Work instructions:
Extract each line from the items below that contains the word "gravel". Matching is case-sensitive.

►

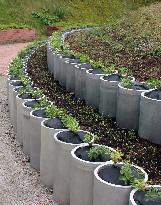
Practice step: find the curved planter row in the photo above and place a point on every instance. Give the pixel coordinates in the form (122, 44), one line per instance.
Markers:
(130, 107)
(74, 180)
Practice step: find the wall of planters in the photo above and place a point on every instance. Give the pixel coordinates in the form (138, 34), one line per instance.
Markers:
(60, 154)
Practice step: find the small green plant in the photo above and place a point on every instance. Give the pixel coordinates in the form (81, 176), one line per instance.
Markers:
(127, 83)
(97, 151)
(52, 111)
(154, 83)
(116, 156)
(42, 103)
(109, 70)
(71, 123)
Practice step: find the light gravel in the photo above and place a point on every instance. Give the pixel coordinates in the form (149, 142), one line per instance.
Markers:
(19, 183)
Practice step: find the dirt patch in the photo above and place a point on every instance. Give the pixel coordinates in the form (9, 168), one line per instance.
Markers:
(17, 35)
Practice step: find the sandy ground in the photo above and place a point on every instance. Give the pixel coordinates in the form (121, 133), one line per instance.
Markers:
(19, 183)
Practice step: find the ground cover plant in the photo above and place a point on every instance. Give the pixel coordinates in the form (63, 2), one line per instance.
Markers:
(136, 150)
(78, 12)
(133, 42)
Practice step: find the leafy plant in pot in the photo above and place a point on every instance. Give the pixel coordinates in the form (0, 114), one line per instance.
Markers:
(93, 82)
(65, 141)
(113, 181)
(27, 107)
(48, 129)
(36, 117)
(128, 103)
(150, 112)
(108, 91)
(145, 194)
(85, 158)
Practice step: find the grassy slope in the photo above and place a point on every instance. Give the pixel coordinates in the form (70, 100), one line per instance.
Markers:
(79, 11)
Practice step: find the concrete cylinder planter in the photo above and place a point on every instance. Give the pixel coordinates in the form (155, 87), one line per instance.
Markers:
(19, 100)
(27, 107)
(57, 66)
(70, 74)
(128, 107)
(108, 94)
(50, 58)
(93, 87)
(13, 91)
(107, 191)
(48, 153)
(82, 177)
(138, 197)
(150, 117)
(80, 80)
(63, 165)
(36, 117)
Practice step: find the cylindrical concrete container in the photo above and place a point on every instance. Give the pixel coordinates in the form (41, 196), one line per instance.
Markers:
(128, 108)
(26, 129)
(50, 58)
(92, 88)
(81, 186)
(63, 169)
(19, 102)
(12, 102)
(70, 74)
(35, 140)
(48, 153)
(113, 194)
(108, 97)
(57, 66)
(150, 119)
(134, 191)
(80, 80)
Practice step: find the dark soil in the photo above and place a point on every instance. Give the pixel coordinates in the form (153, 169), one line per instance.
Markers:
(113, 77)
(138, 151)
(31, 103)
(40, 113)
(54, 123)
(82, 153)
(140, 199)
(25, 96)
(71, 137)
(17, 83)
(155, 94)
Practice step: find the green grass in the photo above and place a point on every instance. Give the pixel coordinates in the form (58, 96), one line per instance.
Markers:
(78, 12)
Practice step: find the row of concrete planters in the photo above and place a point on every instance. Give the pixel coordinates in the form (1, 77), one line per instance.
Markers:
(63, 169)
(150, 119)
(106, 192)
(48, 154)
(81, 185)
(92, 97)
(128, 108)
(137, 196)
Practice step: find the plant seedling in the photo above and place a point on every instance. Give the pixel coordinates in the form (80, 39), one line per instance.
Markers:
(71, 123)
(52, 111)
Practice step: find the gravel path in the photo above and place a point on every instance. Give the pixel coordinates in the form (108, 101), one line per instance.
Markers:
(19, 183)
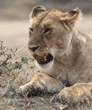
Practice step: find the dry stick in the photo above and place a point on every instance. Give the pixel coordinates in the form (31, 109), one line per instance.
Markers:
(9, 56)
(20, 49)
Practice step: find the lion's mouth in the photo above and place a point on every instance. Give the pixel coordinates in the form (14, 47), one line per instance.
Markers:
(43, 59)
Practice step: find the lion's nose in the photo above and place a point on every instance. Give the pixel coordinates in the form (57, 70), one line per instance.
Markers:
(33, 48)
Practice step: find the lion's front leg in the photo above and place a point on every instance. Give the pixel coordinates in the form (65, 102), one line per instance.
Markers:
(78, 93)
(41, 82)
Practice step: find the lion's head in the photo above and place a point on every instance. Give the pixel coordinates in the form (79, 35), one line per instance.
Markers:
(50, 33)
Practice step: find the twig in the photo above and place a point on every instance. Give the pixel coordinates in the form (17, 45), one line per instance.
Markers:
(8, 57)
(20, 49)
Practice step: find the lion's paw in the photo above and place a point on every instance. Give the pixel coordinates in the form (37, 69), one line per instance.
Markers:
(71, 97)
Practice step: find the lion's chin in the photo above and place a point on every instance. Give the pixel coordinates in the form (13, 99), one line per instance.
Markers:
(42, 60)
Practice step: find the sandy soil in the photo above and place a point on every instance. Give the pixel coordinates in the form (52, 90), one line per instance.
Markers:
(15, 35)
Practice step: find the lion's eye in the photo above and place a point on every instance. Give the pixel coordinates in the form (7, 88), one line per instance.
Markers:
(30, 29)
(47, 30)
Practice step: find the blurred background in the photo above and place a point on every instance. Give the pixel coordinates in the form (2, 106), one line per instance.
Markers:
(14, 18)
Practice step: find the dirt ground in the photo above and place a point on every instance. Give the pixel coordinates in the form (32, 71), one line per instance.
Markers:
(16, 36)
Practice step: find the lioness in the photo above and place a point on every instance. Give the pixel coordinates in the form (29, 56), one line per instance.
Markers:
(62, 53)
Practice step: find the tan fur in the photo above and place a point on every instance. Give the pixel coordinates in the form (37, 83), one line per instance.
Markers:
(71, 51)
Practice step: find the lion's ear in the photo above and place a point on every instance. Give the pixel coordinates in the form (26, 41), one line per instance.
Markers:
(37, 10)
(73, 16)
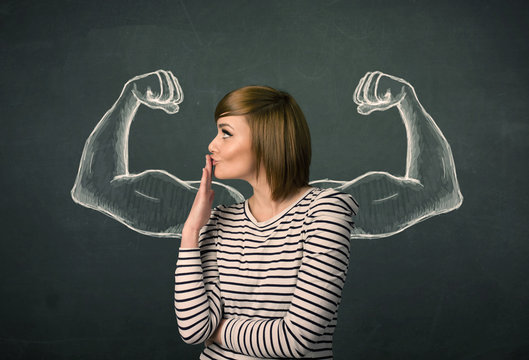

◄

Final result:
Practice step: find the light gravel in the photo above and place a point on every instance. Give the pixel coordinates in the form (149, 142), one line per instance.
Practice step: find the gravel path in the photo above and place a point on every instance. Give the pixel coordinates in the form (108, 101), one line per instance.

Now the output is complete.